Extract to read:
- - -

We are looking for insightful and thought-provoking papers that address the various roles of software engineering in society. This year, we are especially interested in papers addressing issues around connecting different communities such as scientific communities, industry, academia, disciplines across academia, sub-disciplines across software engineering, under-represented communities, and communities across countries and continents at large. We seek contributions that highlight how software engineering can address the opportunities and challenges posed by the rapidly accelerating pace of technological advances that are impacting the economic, political, environmental, social, and technical aspects of society.

We would also like to discuss emerging trends in the development of software that is part of larger systems and whose development is tackled within the specific areas listed below. The goal is to investigate the reasons for these trends, to analyze possible novel contributions from the software engineering community, and to identify novel research challenges that these areas pose to software engineering methods and practices.

SEIS Welcomes

  • Innovative, inspiring research with a clear impact on software engineering challenges, directions, methods, and tools,

  • Engagement with a broad spectrum of areas including, but not limited to:

    • Diversity and Inclusion

      • Diversity and Inclusion (e.g. Intersectional Issues related to gender, race, ethnicity, disability, socioeconomic background, sexual orientation, etc.)., Fostering Inclusion, Allyship, Covering, Privilege, Organizational Culture;

      • Designing, Engineering, and Testing Software for Diverse Users;

      • Communication and collaboration (e.g., code of conduct, hostile or inappropriate behaviour, conflict and resolution, successful and unsuccessful communication or collaboration patterns)

      • The impact of COVID-19 on software development, including underrepresented groups within software engineering

      • Opinion pieces on why diversity and inclusion are important for software engineering;

      • Experience reports, reviews, visions and roadmaps on diversity and inclusion

    • Software Engineering for Sciences, Design, Arts and Engineering

      • Medicine and public health (e.g., Health Informatics, software technologies for aging);

      • Physical Sciences (e.g., Computational Chemistry, Genomic, Biotechnologies)

      • Environmental Sciences (e.g., Sustainability, Urban Planning, Ecology, Climate Change);

      • Social Sciences (e.g., Organizational Psychology, Software Fairness, Regulatory Compliance);

      • Management (e.g. socio-technical ecosystems, technical debt, social debt);

      • Economics (e.g., Electronic payments, Blockchain technologies);

      • Law (e.g., combating and investigating crime, impact on the legal system);

      • Manufacturing (e.g., Industry 4.0, smart factory);

      • Engineering emerging cyber-physical systems (e.g., autonomous vehicles, smart cities);

      • Arts (e.g. Digital Art, Performing Arts) and Crafts (e.g. DIY electronics);

      • Design (e.g., Value-sensitive Design, history of cultural change, future of cultural changes)

      • Interdisciplinary research (e.g. Cognitive Science, Digital Social Innovation);

      • Computing and Engineering (e.g., HCI, AI, Data Science, Distributed Computing);

    • Society and societal challenges

      • Security and Privacy (e.g., security and privacy preserving software development);

      • Ethics (e.g., Responsible AI, Whistleblowing, Free Speech, Gatekeepers, Politics);

      • Misinformation (e.g. Recognition, Impeding its Spread, Censorship);

      • Work emerging from research partnerships with communities, NGOs, cultural institutions, and the public and private sector;

      • Research reflections on the long-term implications of digital technology interventions on all aspects in society (e.g., economics, social, political, environmental, technical);

      • Sustainability and UN sustainability goals

  • Research directions towards new development models, tools, and methods for specific application environments;

  • Research findings supported by empirical studies and experimentation.

- - -

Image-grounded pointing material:
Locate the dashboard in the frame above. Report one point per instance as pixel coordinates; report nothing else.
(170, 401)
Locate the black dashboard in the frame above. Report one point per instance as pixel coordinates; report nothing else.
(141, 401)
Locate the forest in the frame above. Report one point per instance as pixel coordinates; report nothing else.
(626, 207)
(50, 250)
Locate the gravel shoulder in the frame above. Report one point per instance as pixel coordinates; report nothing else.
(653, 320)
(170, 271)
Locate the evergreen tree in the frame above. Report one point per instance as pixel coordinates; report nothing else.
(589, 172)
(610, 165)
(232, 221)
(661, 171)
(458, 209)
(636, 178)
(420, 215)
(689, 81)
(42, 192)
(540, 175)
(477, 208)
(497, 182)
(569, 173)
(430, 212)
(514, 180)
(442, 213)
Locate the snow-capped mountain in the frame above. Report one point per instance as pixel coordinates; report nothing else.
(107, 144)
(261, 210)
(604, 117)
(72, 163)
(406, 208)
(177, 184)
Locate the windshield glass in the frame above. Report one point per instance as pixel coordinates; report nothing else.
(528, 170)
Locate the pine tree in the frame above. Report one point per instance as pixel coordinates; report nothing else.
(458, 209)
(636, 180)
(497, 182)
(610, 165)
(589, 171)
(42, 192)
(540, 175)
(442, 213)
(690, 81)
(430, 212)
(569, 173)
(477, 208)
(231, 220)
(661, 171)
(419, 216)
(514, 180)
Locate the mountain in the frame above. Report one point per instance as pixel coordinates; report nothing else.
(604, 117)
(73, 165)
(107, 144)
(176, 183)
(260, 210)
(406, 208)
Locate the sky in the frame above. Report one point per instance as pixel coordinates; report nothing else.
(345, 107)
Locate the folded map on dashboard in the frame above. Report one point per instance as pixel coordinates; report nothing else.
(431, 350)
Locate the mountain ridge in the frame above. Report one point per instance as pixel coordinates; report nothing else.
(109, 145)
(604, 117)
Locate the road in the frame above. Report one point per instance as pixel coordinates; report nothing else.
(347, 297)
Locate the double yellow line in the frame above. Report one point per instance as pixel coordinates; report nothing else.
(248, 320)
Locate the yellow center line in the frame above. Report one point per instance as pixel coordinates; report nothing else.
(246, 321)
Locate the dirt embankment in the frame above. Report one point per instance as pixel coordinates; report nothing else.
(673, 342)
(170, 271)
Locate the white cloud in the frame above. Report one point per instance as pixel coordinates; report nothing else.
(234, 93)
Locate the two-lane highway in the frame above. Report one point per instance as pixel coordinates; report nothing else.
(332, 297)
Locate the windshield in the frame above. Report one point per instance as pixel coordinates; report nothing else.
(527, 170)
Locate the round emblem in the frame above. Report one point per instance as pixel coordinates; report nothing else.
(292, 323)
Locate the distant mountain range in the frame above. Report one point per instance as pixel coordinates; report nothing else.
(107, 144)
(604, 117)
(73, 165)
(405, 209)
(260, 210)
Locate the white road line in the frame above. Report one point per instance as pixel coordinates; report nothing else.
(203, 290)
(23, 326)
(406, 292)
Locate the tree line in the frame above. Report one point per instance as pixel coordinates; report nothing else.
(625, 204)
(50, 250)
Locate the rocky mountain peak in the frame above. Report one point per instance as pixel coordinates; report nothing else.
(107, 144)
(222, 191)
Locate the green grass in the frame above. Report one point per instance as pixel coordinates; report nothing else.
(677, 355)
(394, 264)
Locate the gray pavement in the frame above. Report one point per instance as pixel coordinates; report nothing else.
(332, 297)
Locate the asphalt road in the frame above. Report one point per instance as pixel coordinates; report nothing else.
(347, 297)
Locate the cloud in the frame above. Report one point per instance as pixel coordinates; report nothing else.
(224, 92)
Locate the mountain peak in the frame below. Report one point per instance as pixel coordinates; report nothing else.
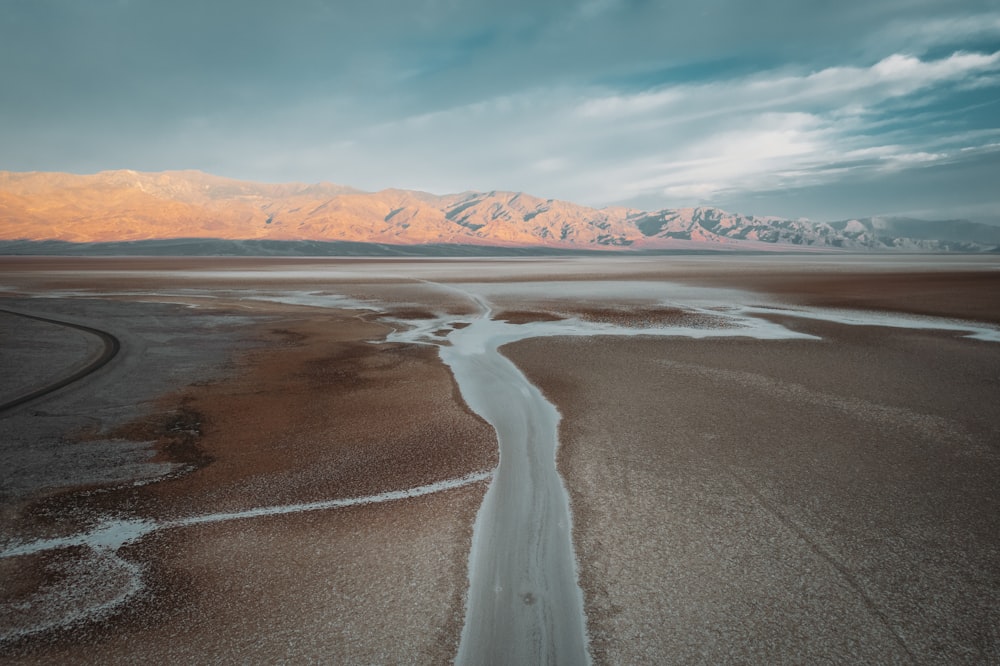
(125, 205)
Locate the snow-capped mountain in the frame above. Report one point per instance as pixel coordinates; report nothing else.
(129, 206)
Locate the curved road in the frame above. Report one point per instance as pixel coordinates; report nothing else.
(111, 347)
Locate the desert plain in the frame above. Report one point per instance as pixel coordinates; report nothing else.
(759, 459)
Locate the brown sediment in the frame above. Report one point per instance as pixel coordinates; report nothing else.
(970, 294)
(315, 411)
(328, 414)
(734, 500)
(743, 501)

- - -

Task goal:
Extract the part of the call for papers on software engineering in society starting at "We would also" and ending at "methods and practices.". The material was taken from a different source than the text.

Response:
We would also like to discuss emerging trends in the development of software that is part of larger systems and whose development is tackled within the specific areas listed below. The goal is to investigate the reasons for these trends, to analyze possible novel contributions from the software engineering community, and to identify novel research challenges that these areas pose to software engineering methods and practices.